start ENTRIES

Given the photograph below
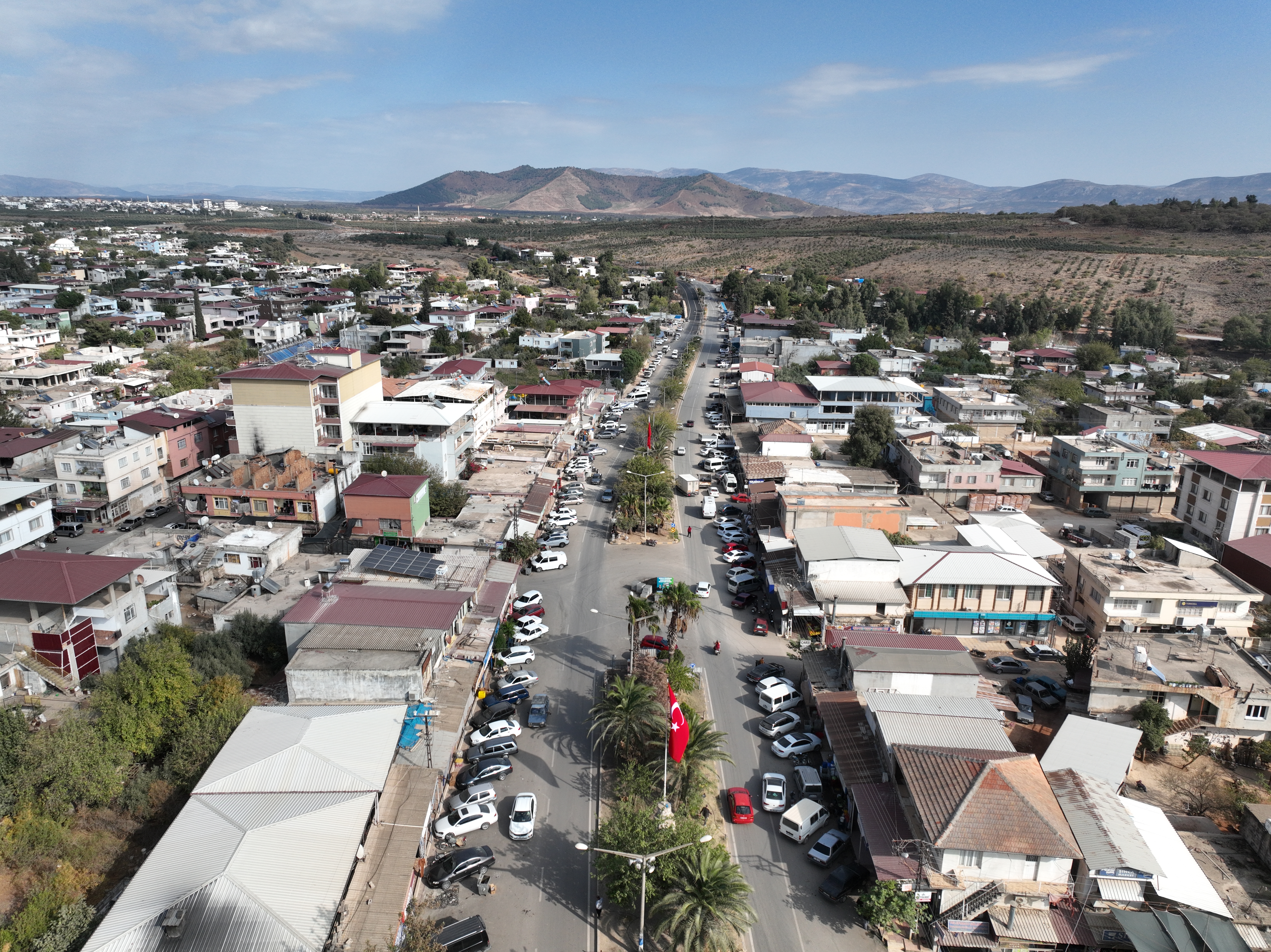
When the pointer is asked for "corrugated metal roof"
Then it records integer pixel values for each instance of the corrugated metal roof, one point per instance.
(1104, 828)
(289, 749)
(822, 543)
(1095, 748)
(1184, 881)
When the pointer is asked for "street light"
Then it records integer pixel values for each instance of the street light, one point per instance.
(632, 624)
(644, 863)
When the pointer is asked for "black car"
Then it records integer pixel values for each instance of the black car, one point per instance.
(496, 710)
(500, 748)
(487, 770)
(844, 880)
(767, 670)
(458, 866)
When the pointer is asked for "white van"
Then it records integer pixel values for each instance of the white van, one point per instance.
(780, 697)
(547, 561)
(804, 819)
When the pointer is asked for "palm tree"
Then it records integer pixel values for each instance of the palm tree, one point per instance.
(708, 908)
(628, 716)
(684, 605)
(705, 748)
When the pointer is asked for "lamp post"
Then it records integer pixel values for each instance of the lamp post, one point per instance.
(632, 624)
(644, 863)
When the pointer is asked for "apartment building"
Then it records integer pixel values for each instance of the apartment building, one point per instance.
(1109, 473)
(308, 403)
(1225, 496)
(109, 478)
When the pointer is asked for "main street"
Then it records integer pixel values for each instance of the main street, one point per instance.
(545, 893)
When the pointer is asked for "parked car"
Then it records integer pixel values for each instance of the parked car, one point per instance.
(525, 809)
(773, 787)
(843, 881)
(829, 848)
(781, 722)
(1005, 663)
(791, 744)
(770, 669)
(459, 865)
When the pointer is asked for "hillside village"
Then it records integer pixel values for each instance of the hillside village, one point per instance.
(1002, 593)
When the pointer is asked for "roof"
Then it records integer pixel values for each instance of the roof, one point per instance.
(1242, 466)
(59, 579)
(986, 800)
(823, 543)
(1101, 824)
(381, 605)
(393, 486)
(1184, 881)
(1095, 748)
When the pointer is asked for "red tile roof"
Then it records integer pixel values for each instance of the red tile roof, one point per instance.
(1242, 466)
(381, 605)
(56, 579)
(377, 485)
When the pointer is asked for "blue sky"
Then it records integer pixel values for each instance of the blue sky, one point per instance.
(383, 95)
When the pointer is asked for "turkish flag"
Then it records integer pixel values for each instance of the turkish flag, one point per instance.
(679, 730)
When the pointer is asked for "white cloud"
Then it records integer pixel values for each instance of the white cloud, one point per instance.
(833, 82)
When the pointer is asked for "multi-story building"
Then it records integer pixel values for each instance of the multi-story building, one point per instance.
(1132, 424)
(1225, 496)
(109, 478)
(1109, 473)
(308, 403)
(996, 416)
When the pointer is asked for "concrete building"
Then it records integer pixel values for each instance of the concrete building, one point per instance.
(1109, 473)
(996, 416)
(303, 405)
(109, 478)
(387, 508)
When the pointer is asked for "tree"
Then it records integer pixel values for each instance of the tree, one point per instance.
(872, 430)
(627, 717)
(707, 908)
(1095, 355)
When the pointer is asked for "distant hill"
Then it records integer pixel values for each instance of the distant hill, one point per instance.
(574, 190)
(875, 195)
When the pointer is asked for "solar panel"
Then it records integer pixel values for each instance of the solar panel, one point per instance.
(403, 562)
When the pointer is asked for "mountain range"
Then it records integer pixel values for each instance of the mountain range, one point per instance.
(581, 191)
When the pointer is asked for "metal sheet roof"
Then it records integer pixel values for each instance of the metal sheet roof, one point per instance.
(1095, 748)
(1100, 822)
(289, 749)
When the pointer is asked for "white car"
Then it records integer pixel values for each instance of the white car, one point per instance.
(529, 632)
(517, 655)
(532, 598)
(520, 679)
(472, 817)
(499, 729)
(773, 798)
(525, 809)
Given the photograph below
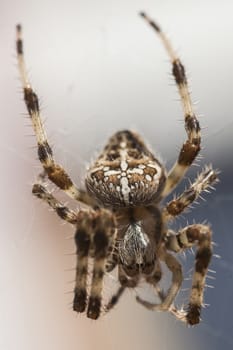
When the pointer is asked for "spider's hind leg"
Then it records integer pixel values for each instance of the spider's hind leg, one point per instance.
(201, 236)
(94, 235)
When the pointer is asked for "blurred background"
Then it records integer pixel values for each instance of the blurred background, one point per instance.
(98, 68)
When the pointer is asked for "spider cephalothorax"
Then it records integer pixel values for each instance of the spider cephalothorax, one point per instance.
(125, 228)
(126, 173)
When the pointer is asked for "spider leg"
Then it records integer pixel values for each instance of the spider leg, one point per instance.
(126, 282)
(62, 211)
(177, 277)
(94, 235)
(54, 171)
(191, 147)
(207, 178)
(189, 236)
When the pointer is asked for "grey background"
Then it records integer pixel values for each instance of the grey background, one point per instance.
(98, 68)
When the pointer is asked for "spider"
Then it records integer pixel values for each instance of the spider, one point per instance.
(124, 227)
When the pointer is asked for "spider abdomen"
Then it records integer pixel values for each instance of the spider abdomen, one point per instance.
(126, 173)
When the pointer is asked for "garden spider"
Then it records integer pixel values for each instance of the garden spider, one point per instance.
(124, 227)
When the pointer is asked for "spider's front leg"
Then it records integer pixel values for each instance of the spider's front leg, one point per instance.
(94, 237)
(191, 147)
(201, 236)
(54, 171)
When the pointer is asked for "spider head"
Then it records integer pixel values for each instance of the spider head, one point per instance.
(136, 251)
(126, 173)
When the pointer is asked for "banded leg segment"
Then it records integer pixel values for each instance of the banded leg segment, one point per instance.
(201, 236)
(62, 211)
(94, 235)
(167, 300)
(83, 237)
(53, 170)
(191, 147)
(205, 181)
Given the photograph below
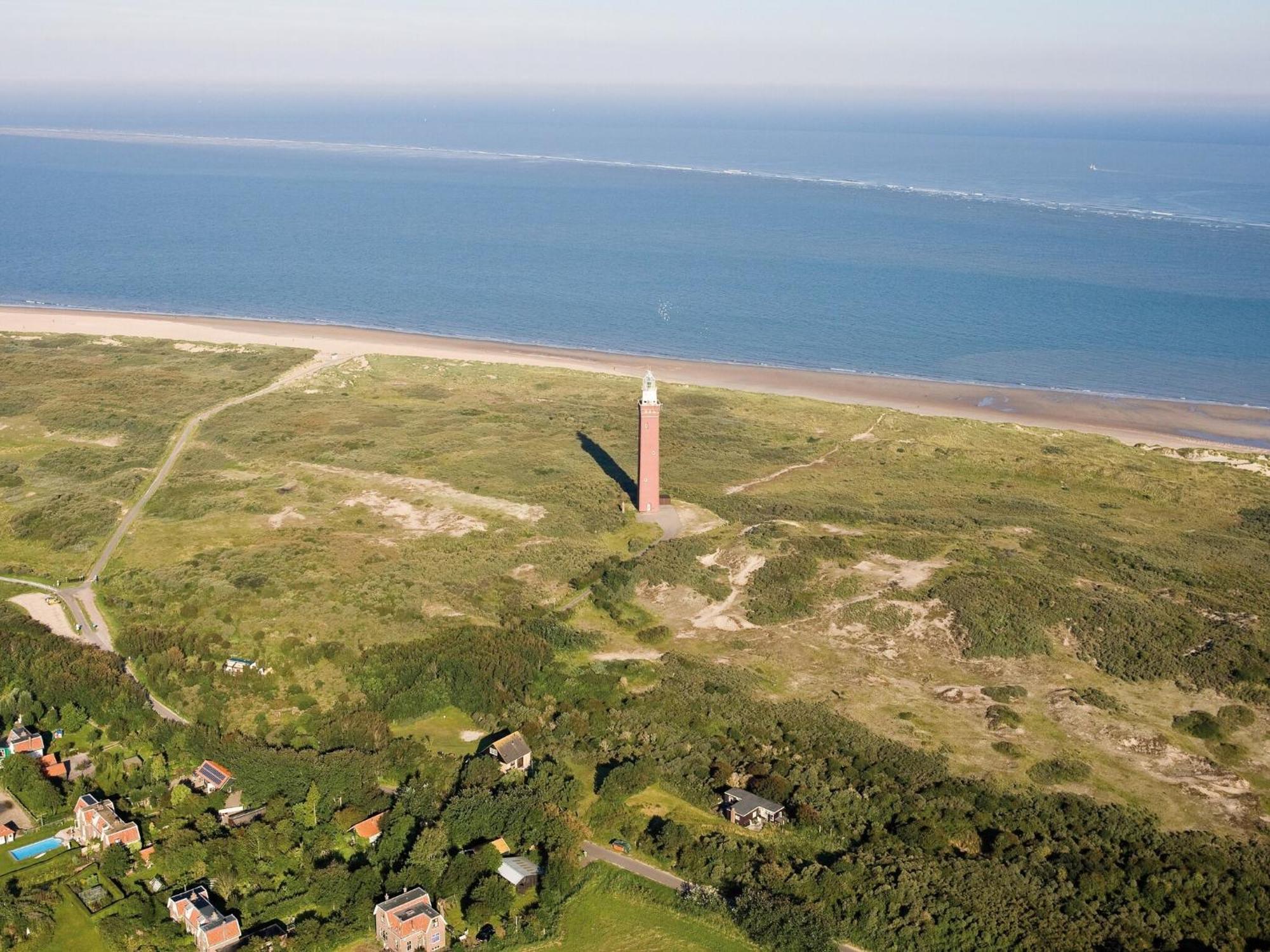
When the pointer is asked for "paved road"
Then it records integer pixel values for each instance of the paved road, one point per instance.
(81, 601)
(591, 852)
(314, 366)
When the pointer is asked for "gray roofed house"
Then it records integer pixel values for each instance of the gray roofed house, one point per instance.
(751, 810)
(211, 777)
(521, 873)
(511, 752)
(410, 922)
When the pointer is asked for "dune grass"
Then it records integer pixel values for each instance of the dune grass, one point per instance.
(637, 917)
(82, 422)
(441, 731)
(935, 553)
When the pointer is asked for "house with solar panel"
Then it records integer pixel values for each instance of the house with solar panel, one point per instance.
(211, 777)
(511, 752)
(23, 741)
(96, 822)
(411, 923)
(751, 810)
(211, 929)
(520, 871)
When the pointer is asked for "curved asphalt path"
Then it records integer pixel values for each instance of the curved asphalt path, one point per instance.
(591, 852)
(81, 600)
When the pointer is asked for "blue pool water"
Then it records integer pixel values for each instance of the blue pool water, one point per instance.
(990, 255)
(32, 850)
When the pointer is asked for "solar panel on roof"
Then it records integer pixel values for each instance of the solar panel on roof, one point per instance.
(213, 775)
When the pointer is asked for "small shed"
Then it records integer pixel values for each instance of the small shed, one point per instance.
(521, 873)
(211, 777)
(368, 830)
(511, 752)
(751, 810)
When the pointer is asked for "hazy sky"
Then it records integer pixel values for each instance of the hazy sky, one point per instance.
(1069, 49)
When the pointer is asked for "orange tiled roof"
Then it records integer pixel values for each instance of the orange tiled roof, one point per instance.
(370, 827)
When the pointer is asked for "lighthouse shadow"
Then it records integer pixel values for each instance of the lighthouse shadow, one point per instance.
(609, 465)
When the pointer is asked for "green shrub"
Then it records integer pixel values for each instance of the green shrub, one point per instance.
(1000, 612)
(655, 635)
(1003, 717)
(1097, 697)
(1200, 724)
(1060, 770)
(1010, 750)
(1005, 694)
(1235, 717)
(1257, 521)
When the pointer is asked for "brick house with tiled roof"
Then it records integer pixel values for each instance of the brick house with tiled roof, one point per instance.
(96, 822)
(211, 777)
(25, 741)
(512, 753)
(213, 930)
(411, 923)
(368, 830)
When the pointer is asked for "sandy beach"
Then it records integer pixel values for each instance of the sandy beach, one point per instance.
(1168, 423)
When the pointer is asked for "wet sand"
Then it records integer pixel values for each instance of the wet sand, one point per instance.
(1170, 423)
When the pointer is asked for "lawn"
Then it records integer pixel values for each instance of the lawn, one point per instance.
(8, 865)
(74, 930)
(443, 732)
(891, 579)
(83, 421)
(657, 802)
(613, 913)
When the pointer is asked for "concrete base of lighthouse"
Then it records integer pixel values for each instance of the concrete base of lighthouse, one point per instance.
(665, 516)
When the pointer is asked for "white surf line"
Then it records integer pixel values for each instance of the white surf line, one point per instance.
(772, 477)
(443, 153)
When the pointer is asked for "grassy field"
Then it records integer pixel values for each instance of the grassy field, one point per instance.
(74, 930)
(906, 565)
(629, 920)
(443, 731)
(83, 421)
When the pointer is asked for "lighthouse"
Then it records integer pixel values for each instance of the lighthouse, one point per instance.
(650, 453)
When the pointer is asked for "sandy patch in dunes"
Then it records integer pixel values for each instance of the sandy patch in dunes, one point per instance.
(208, 348)
(697, 520)
(723, 616)
(112, 441)
(840, 531)
(279, 520)
(1260, 464)
(418, 521)
(636, 654)
(439, 491)
(772, 477)
(35, 605)
(890, 571)
(1154, 755)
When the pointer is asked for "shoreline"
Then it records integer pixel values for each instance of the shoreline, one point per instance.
(1159, 422)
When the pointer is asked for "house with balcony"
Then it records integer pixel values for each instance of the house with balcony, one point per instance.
(211, 929)
(411, 923)
(511, 752)
(96, 822)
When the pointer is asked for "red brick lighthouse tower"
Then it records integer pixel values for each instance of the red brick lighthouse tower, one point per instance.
(650, 451)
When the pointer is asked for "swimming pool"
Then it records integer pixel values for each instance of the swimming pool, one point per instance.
(31, 850)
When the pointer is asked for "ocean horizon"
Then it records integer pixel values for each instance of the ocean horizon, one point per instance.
(1117, 267)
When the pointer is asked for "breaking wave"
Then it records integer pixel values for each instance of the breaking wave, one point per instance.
(443, 153)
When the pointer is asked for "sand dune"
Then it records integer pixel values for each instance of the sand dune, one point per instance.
(1169, 423)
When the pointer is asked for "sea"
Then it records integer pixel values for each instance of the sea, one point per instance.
(1114, 253)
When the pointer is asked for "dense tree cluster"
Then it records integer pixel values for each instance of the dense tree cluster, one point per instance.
(886, 847)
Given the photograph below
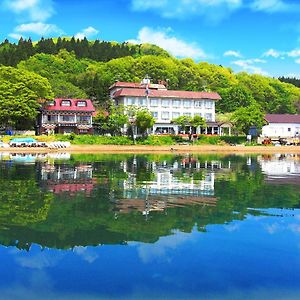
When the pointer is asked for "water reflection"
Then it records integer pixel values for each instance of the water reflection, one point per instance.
(281, 168)
(194, 226)
(81, 200)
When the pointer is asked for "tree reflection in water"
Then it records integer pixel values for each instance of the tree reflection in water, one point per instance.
(82, 200)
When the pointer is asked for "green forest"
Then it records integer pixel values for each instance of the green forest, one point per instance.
(30, 213)
(66, 67)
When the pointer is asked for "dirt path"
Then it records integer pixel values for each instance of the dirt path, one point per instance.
(160, 149)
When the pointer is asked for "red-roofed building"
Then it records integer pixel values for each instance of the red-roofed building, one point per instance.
(166, 105)
(67, 116)
(281, 125)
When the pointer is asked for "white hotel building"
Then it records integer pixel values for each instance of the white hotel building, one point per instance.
(166, 105)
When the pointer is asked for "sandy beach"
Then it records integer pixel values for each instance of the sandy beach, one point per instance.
(108, 149)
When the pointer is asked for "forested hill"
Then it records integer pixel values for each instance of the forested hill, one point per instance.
(295, 81)
(11, 54)
(80, 68)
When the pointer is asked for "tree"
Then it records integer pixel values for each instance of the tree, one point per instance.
(245, 117)
(111, 121)
(234, 97)
(182, 121)
(144, 120)
(19, 95)
(196, 122)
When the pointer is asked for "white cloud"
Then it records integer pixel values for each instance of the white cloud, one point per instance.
(232, 53)
(294, 53)
(31, 10)
(213, 10)
(272, 53)
(39, 28)
(87, 32)
(293, 75)
(273, 6)
(173, 45)
(15, 36)
(163, 248)
(248, 65)
(86, 253)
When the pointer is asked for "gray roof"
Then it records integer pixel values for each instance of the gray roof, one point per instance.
(282, 118)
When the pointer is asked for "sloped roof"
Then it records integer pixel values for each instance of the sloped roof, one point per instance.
(73, 107)
(138, 92)
(282, 118)
(122, 84)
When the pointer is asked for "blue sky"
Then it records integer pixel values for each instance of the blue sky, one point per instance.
(257, 36)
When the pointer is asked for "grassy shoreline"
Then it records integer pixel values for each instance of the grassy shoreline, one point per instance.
(147, 149)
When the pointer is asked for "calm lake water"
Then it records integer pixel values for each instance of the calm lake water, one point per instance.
(149, 226)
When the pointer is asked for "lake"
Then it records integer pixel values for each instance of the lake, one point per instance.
(149, 226)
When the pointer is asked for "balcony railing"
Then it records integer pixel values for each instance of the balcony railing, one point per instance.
(82, 122)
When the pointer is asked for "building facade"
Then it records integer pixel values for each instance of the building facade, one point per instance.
(66, 116)
(166, 105)
(281, 125)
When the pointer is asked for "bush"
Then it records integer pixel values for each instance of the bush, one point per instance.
(208, 140)
(233, 139)
(95, 139)
(157, 140)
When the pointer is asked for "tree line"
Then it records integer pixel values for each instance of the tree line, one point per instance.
(12, 53)
(293, 80)
(70, 71)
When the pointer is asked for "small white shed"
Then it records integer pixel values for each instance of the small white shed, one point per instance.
(281, 125)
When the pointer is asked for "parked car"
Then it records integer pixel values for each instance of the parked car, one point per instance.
(23, 142)
(3, 145)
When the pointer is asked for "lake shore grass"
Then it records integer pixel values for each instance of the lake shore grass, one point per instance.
(147, 149)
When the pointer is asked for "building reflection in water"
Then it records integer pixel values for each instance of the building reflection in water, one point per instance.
(281, 168)
(182, 182)
(60, 178)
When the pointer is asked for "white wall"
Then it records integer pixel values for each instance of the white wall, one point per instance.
(281, 129)
(167, 112)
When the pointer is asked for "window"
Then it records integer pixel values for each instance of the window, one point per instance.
(130, 101)
(165, 103)
(165, 115)
(51, 103)
(84, 119)
(175, 115)
(198, 103)
(81, 103)
(187, 103)
(208, 117)
(65, 103)
(68, 118)
(198, 114)
(142, 102)
(154, 102)
(208, 104)
(176, 103)
(154, 114)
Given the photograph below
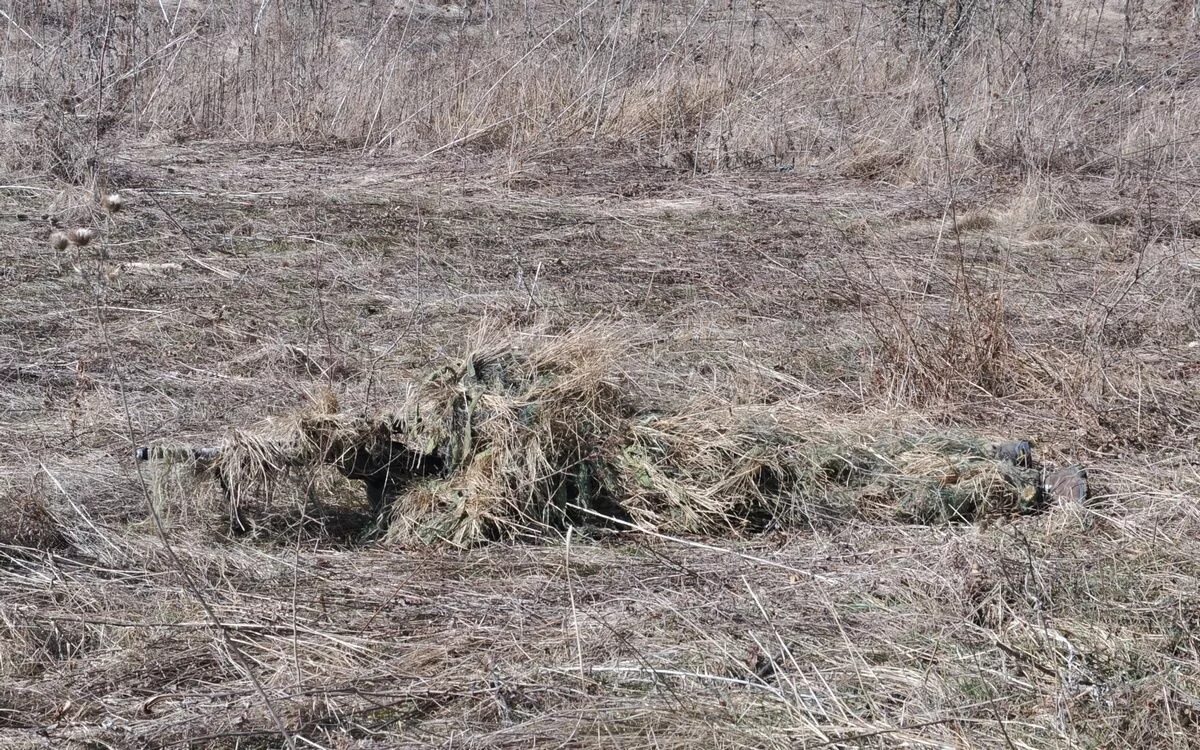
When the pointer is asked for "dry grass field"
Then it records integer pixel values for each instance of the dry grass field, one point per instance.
(732, 243)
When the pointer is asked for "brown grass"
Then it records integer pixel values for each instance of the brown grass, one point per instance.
(849, 219)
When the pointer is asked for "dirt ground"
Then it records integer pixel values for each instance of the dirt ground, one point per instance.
(241, 281)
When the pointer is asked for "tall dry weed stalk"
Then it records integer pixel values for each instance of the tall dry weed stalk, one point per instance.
(900, 90)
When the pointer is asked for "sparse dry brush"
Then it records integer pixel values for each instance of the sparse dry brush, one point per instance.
(833, 247)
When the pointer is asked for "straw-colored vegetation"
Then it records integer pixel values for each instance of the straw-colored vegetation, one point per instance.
(700, 322)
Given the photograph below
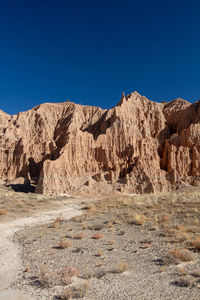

end ENTRIES

## WRITTEN TASK
Which lines in the records contain the word "background"? Copy each of them.

## WRITTEN ANSWER
When the pointer is asked for "blurred background"
Then it records integer pixel values for each instance of the blurred background, one point per instance.
When the pointer is asked for "grey background"
Then it records integer pixel values for each instance of the grey background, one point per instance.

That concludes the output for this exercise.